**** GIVEN PASSAGE

Norm Allen Jr. established African Americans for Humanism (AAH) in 1989, the only humanist organization primarily dedicated to attracting people of African descent throughout the world to organized humanism. From 1989-2010 he was the first and only full-time African American humanist activist traveling the world promoting humanism and skepticism.
In 1991 he edited his first book, African-American Humanism: An Anthology. That groundbreaking book was the first to demonstrate the extent to which humanism has influenced Black life, culture, intellectualism and activism. In 2003, he edited The Black Humanist Experience: An Alternative to Religion. That was the first collection of essays in which Black humanists discussed their personal paths to humanism.
Allen has worked as editorial associate, deputy editor, associate editor, letters editor and reviews editor for Free Inquiry, and founded and edited the AAH Examiner, the international newsletter of AAH, and the only publication of its kind. He was the editor of The Human Prospect, the journal of the Institute for Science and Human Values, now known as the Paul Kurtz Institute. He wrote a column for the journal called “the Allen Angle,” as well as an online column for the Institute called “Reasonings.”

********
**** RECORDS SHOWN

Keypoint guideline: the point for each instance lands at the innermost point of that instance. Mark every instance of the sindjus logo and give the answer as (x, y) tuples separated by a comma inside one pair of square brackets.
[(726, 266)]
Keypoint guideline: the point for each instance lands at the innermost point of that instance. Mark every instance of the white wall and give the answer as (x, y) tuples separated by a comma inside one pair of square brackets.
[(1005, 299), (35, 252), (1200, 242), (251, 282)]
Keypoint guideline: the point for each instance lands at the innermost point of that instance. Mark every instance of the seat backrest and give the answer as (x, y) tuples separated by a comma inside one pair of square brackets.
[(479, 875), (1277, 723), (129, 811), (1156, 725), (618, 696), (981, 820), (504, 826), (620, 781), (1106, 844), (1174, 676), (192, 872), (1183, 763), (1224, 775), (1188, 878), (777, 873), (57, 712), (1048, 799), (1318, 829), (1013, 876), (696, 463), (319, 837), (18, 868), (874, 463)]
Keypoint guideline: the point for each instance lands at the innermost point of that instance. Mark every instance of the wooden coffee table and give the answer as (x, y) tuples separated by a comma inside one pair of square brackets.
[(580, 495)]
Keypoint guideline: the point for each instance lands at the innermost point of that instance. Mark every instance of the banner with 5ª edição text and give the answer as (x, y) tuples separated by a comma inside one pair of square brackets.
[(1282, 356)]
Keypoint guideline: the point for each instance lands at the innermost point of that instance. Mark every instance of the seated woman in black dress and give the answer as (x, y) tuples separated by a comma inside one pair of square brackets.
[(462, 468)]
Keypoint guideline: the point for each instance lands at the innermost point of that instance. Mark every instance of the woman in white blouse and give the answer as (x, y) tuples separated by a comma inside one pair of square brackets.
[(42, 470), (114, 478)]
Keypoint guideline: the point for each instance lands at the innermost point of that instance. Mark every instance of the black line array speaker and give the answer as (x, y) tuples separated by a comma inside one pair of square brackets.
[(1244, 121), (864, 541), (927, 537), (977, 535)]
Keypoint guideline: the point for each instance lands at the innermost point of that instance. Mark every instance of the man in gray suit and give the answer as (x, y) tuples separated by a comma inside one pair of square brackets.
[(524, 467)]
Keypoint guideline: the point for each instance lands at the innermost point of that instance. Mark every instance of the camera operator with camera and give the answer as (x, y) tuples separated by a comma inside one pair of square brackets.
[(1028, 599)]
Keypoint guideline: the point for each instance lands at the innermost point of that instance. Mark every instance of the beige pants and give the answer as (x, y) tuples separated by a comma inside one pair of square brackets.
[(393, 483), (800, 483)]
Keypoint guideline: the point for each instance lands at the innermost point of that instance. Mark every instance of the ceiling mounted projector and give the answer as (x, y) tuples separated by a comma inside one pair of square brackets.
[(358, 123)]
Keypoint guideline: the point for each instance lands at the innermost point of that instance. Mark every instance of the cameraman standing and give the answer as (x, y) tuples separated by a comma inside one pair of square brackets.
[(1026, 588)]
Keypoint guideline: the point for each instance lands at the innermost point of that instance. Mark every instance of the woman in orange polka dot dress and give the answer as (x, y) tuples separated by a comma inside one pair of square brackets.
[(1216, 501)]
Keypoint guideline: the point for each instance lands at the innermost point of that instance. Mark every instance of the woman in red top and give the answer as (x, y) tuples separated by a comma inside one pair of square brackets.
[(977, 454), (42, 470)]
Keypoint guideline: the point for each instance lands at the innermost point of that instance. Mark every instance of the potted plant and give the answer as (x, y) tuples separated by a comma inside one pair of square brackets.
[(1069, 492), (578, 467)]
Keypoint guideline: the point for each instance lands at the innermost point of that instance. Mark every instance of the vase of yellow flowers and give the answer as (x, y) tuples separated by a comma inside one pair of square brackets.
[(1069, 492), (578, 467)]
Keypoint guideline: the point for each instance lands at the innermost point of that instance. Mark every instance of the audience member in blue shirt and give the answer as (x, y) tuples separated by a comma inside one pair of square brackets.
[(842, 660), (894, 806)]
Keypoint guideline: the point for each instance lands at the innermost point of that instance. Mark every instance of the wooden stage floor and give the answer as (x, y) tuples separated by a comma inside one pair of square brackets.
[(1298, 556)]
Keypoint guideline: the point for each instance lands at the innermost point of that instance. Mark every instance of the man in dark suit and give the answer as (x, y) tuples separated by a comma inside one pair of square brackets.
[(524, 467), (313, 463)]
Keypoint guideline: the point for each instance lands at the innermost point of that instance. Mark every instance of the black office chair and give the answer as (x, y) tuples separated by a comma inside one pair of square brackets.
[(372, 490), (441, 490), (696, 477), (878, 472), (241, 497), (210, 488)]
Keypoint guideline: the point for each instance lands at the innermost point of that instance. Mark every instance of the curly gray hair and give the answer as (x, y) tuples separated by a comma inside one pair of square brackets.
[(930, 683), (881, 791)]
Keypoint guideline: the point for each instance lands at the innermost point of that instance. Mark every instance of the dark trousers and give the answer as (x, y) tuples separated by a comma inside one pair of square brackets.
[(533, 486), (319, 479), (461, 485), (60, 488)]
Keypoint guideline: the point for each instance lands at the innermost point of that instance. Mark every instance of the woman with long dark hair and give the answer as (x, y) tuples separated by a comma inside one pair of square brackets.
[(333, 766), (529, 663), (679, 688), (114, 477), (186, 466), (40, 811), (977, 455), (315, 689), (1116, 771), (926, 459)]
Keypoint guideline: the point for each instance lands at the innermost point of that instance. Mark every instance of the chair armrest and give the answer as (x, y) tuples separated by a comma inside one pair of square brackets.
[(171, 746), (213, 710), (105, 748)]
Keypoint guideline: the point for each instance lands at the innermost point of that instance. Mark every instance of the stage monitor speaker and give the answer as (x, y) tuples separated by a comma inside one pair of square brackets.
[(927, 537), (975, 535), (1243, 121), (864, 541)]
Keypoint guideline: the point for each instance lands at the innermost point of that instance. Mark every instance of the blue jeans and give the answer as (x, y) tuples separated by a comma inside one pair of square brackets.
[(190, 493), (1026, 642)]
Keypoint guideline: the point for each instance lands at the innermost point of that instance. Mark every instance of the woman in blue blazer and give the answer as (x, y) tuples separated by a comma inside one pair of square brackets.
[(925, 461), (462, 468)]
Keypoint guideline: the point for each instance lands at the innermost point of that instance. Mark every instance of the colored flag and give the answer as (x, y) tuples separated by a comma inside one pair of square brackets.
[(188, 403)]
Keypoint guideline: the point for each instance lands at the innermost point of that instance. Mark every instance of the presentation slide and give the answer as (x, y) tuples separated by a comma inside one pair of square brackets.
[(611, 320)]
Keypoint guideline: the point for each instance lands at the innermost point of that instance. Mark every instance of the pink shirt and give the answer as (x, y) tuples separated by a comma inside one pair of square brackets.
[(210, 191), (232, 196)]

********
**** RECORDS SHOWN

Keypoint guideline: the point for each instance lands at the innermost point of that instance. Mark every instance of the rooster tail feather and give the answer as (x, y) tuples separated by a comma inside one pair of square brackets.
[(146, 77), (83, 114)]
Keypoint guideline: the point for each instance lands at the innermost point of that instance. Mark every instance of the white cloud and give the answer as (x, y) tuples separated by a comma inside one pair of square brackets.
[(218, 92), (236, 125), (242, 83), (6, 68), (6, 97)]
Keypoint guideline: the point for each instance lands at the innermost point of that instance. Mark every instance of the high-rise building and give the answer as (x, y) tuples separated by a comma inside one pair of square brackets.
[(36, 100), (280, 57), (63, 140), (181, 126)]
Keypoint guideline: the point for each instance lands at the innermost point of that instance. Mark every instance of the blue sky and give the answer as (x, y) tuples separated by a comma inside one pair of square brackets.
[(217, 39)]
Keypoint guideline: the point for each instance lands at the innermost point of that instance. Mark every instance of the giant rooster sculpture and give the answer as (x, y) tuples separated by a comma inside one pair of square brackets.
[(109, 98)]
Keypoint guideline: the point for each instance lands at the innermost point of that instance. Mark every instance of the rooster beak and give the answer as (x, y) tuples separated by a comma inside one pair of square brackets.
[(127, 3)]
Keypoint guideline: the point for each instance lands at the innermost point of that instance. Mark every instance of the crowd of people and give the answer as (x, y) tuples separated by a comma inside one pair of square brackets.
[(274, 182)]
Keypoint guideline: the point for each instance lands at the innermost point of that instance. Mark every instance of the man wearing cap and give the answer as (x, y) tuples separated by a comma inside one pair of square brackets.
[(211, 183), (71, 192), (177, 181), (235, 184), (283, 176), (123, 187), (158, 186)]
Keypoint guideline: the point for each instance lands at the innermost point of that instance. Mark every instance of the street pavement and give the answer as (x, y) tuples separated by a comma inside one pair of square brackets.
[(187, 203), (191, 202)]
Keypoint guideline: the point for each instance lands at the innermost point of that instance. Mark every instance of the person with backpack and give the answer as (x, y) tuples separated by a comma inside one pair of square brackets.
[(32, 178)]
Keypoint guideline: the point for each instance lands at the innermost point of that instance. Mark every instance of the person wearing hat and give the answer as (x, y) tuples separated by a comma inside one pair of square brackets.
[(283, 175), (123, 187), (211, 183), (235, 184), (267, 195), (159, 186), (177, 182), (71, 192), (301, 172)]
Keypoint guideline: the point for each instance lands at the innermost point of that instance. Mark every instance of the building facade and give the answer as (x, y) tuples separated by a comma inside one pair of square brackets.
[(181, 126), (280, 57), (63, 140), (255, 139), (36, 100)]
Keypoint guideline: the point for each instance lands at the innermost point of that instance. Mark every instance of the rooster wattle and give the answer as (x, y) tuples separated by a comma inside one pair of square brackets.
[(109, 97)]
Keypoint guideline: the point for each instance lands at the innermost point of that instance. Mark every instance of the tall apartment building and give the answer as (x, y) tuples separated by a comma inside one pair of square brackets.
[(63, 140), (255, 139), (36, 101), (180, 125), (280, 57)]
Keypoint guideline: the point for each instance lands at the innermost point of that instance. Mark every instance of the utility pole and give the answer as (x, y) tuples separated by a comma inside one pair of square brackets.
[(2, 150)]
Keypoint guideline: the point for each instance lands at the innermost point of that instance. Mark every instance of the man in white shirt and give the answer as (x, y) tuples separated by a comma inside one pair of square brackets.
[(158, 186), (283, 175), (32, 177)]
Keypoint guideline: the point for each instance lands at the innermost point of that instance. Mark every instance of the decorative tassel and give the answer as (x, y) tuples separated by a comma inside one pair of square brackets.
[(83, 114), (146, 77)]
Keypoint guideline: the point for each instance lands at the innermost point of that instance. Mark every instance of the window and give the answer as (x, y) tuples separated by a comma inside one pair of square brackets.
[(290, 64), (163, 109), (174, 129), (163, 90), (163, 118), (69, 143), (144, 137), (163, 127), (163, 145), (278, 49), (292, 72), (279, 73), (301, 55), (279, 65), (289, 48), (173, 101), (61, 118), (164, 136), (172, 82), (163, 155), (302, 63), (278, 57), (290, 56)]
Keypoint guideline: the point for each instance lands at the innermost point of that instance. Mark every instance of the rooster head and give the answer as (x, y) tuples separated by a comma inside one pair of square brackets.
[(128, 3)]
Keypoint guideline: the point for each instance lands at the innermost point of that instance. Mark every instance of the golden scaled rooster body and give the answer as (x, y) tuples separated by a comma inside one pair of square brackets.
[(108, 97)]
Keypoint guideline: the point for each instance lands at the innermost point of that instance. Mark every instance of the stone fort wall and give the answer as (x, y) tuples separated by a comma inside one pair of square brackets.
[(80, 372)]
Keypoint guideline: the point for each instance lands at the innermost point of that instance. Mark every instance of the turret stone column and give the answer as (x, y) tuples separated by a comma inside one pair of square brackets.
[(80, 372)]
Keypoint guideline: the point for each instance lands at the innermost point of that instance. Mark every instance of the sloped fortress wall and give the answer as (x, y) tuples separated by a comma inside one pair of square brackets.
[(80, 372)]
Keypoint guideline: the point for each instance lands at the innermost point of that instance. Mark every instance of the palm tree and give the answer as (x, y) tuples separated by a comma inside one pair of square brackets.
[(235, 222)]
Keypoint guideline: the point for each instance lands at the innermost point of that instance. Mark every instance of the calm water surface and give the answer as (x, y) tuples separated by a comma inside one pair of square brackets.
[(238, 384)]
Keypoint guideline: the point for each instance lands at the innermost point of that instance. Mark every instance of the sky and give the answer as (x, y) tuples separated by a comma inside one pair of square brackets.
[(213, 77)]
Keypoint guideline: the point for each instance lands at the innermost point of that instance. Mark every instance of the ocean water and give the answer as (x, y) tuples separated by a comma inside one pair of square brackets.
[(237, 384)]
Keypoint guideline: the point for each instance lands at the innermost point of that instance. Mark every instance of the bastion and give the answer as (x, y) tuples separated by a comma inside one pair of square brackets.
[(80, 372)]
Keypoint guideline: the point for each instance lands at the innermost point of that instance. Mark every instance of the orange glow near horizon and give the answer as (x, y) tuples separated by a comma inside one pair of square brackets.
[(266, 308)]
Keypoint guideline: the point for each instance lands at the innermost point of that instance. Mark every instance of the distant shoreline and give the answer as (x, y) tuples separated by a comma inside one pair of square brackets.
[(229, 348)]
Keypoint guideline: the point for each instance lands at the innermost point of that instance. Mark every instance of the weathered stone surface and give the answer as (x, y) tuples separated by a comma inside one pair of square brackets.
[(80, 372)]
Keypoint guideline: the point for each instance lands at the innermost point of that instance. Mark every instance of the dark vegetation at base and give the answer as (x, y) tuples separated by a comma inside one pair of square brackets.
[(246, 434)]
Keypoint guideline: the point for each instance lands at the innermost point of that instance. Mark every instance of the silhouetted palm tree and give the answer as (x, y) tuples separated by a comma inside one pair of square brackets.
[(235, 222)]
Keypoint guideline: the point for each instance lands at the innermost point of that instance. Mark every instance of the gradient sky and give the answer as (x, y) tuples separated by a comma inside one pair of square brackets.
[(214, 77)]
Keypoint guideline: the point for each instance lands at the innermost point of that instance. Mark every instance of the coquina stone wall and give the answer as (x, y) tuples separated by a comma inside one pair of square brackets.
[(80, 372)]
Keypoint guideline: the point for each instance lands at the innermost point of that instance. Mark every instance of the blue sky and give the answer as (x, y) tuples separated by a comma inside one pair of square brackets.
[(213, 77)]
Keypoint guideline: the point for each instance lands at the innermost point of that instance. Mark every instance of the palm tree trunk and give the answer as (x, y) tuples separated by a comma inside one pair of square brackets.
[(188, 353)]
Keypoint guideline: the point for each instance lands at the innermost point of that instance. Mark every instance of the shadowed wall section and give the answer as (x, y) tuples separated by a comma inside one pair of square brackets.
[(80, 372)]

********
**** RECORDS SHOWN

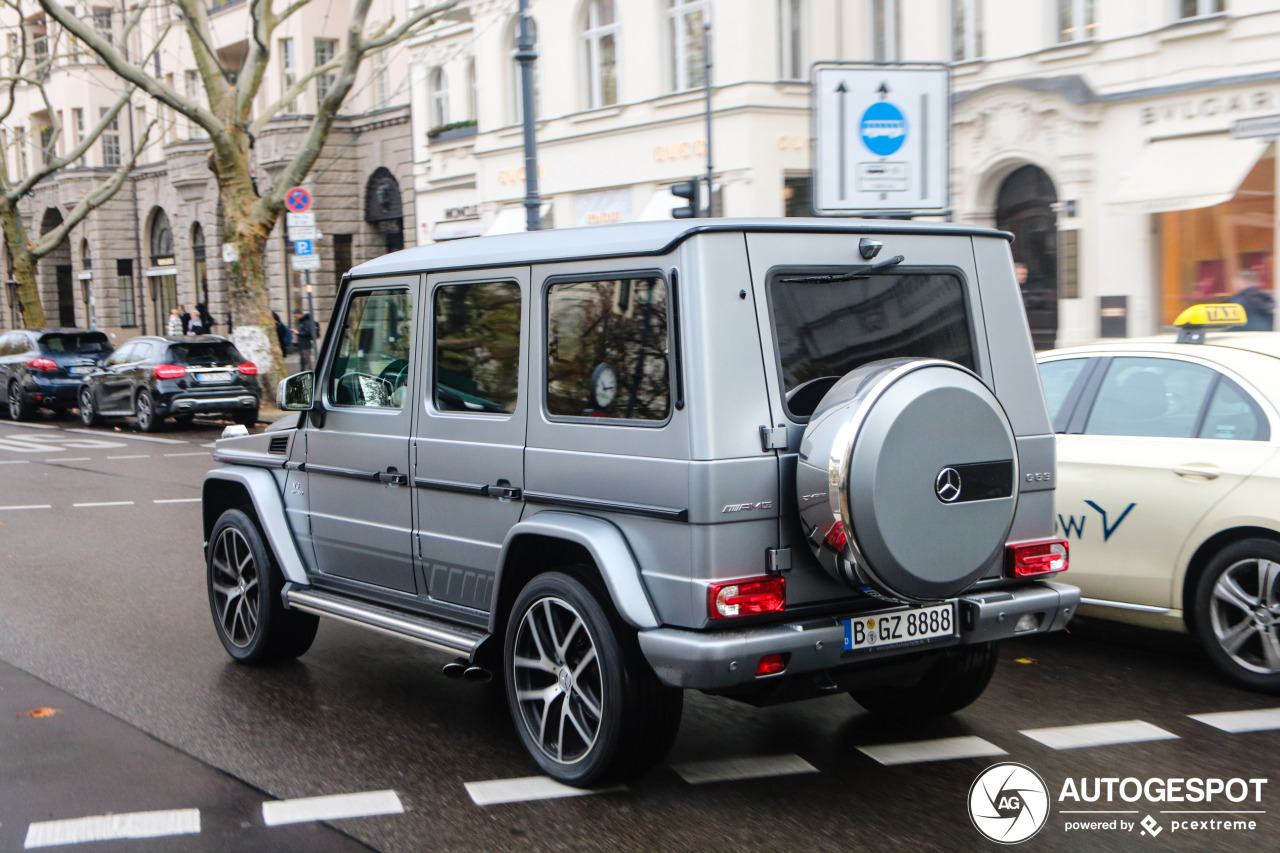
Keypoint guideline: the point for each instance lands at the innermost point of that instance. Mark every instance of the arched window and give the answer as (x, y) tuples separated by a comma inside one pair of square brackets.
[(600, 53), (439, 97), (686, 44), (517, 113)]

********

PROBLEMS AND TASKS ->
1/ Name every position Allen held at Free Inquiry according to the passage about Norm Allen Jr.
2/ Transcribe the passage about Norm Allen Jr. word for word, starting with "Norm Allen Jr." and going on through "paths to humanism.".
The lines bear no relation to the passage about Norm Allen Jr.

RESPONSES PER TASK ->
1/ Editorial associate, deputy editor, associate editor, letters editor, and reviews editor.

2/
Norm Allen Jr. established African Americans for Humanism (AAH) in 1989, the only humanist organization primarily dedicated to attracting people of African descent throughout the world to organized humanism. From 1989-2010 he was the first and only full-time African American humanist activist traveling the world promoting humanism and skepticism.
In 1991 he edited his first book, African-American Humanism: An Anthology. That groundbreaking book was the first to demonstrate the extent to which humanism has influenced Black life, culture, intellectualism and activism. In 2003, he edited The Black Humanist Experience: An Alternative to Religion. That was the first collection of essays in which Black humanists discussed their personal paths to humanism.